■ **WHAT THE TASK REQUIRES**: Word for word, restate the lines that run from the line containing "the horse's mane" to the last line of the records below.
***
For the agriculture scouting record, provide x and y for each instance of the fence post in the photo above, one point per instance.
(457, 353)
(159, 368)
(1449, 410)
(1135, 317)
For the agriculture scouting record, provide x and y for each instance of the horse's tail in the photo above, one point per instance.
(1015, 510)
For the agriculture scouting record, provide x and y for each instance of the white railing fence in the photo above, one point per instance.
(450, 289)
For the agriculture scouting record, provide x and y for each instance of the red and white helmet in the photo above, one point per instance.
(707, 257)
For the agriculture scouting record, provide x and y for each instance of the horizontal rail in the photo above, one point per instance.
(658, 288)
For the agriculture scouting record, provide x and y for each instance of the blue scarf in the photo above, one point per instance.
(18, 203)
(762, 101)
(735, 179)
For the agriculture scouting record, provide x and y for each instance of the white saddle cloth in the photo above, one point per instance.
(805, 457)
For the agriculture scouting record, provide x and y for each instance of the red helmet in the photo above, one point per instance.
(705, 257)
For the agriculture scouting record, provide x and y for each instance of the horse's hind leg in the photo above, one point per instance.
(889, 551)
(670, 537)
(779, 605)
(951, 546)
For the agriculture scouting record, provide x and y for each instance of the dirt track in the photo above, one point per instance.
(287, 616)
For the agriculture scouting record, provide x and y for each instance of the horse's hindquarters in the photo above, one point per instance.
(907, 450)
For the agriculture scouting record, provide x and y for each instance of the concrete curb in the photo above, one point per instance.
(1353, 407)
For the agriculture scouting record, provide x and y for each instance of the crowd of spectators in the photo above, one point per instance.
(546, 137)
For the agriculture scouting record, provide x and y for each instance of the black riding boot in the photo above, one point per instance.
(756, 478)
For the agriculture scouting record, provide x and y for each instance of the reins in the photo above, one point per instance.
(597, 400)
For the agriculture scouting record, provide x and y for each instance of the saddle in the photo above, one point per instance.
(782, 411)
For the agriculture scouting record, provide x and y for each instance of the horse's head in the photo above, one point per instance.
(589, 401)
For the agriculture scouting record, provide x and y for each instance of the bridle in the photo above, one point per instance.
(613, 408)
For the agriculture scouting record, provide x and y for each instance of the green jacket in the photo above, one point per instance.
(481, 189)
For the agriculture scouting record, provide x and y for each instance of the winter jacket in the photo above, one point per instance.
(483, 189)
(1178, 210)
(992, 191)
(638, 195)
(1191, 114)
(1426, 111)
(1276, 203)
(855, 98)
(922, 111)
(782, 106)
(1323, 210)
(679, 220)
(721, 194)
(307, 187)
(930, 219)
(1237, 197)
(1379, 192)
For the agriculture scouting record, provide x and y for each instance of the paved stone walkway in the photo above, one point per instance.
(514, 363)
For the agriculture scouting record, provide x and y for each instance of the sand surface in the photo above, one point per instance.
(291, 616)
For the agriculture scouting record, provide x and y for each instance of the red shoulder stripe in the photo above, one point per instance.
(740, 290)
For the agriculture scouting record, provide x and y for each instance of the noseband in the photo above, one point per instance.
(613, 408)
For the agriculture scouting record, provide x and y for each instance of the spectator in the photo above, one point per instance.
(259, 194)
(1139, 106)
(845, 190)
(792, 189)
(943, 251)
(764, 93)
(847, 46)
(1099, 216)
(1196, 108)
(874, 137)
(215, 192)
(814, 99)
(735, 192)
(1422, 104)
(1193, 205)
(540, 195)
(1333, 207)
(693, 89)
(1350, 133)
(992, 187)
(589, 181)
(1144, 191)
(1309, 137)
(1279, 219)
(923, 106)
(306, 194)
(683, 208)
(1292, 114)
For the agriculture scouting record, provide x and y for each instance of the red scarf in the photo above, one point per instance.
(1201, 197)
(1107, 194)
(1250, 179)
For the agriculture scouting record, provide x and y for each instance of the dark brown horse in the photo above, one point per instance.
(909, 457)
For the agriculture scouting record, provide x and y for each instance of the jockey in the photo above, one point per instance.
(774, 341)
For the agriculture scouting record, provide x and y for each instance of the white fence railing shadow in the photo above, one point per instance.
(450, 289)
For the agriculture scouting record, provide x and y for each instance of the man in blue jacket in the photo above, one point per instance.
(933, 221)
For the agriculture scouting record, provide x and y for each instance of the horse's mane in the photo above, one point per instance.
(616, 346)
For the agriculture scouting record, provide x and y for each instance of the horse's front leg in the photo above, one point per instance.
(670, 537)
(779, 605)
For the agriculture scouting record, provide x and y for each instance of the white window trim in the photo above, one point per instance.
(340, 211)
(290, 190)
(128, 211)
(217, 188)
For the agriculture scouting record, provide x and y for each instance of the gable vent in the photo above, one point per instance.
***
■ **SOLUTION TO THE PROBLEM**:
For the agriculture scouting record, provide x and y for each instance of the horse's mane in the photo above, one point per instance.
(616, 346)
For the agriculture scouting record, provide x and y for each instance of the horse's front leg in the photo above, one point per instance.
(670, 537)
(779, 605)
For the agriculture scouting record, provide x and y for each instance of the white window trim in the photo above, one point per instance.
(340, 211)
(290, 190)
(128, 211)
(217, 188)
For the agriculture scouting record, provide x and y for each instance of the gable vent in the photo above, one point per instance.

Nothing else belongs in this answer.